Task requirements: Read through the listing and copy every line that contains the word "below".

Exercise data:
= = = = =

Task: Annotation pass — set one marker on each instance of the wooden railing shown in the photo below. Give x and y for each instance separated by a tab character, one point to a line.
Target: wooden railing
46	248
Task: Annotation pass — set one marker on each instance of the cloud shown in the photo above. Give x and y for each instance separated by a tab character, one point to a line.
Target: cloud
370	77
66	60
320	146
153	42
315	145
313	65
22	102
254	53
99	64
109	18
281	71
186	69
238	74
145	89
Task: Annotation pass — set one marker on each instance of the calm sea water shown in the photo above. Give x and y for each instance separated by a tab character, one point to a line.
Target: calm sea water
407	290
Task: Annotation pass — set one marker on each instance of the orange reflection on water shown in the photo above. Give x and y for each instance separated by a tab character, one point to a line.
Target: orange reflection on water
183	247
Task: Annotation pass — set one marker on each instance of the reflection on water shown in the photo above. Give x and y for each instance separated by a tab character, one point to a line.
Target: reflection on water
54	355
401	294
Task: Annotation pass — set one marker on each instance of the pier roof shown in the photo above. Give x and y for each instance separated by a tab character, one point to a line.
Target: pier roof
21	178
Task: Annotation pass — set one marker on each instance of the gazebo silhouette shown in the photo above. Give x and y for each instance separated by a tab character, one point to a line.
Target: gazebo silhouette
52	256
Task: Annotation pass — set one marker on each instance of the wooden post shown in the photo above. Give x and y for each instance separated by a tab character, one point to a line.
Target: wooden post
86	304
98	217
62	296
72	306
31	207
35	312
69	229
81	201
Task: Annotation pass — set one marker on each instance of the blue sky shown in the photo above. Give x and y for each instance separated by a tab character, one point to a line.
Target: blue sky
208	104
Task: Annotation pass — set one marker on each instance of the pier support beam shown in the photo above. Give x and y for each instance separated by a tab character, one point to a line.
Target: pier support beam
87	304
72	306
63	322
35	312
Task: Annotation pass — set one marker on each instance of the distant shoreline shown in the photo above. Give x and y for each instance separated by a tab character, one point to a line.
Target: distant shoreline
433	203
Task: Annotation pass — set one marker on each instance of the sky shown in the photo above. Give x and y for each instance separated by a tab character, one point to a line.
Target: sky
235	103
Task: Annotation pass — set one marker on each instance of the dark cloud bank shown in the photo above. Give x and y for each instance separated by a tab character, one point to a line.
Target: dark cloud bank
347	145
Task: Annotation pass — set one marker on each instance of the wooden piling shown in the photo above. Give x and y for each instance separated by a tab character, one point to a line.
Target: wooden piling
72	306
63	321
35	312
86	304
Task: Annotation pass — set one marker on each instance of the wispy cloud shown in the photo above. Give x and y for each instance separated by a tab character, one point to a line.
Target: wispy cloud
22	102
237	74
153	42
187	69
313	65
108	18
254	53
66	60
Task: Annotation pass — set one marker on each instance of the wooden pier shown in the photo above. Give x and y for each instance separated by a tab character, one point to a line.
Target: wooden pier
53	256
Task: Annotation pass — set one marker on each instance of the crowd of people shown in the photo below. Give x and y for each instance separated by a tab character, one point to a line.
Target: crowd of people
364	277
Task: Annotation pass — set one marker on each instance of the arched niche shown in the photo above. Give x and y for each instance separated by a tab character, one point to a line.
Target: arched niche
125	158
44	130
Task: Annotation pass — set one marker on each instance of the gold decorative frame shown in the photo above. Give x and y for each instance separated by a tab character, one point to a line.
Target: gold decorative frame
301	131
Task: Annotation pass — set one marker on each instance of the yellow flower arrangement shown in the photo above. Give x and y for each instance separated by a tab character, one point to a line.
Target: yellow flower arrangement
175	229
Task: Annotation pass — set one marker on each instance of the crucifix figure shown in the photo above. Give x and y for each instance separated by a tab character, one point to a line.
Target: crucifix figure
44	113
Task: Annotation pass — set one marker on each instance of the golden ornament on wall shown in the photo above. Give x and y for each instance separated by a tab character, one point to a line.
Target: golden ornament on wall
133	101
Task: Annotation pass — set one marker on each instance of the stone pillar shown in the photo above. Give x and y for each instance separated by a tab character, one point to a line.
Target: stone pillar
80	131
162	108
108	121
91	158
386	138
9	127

= = = = =

Exercise response:
Task: Annotation pass — set one marker on each instance of the wooden railing shown in the photo below. Give x and y for each instance separated by a tab character, one point to a line.
Task: Annotation pass — set one marker on each instance of the crowd of people shown in the photo below. Give x and y for each instance separated by a tab character, one point to a line.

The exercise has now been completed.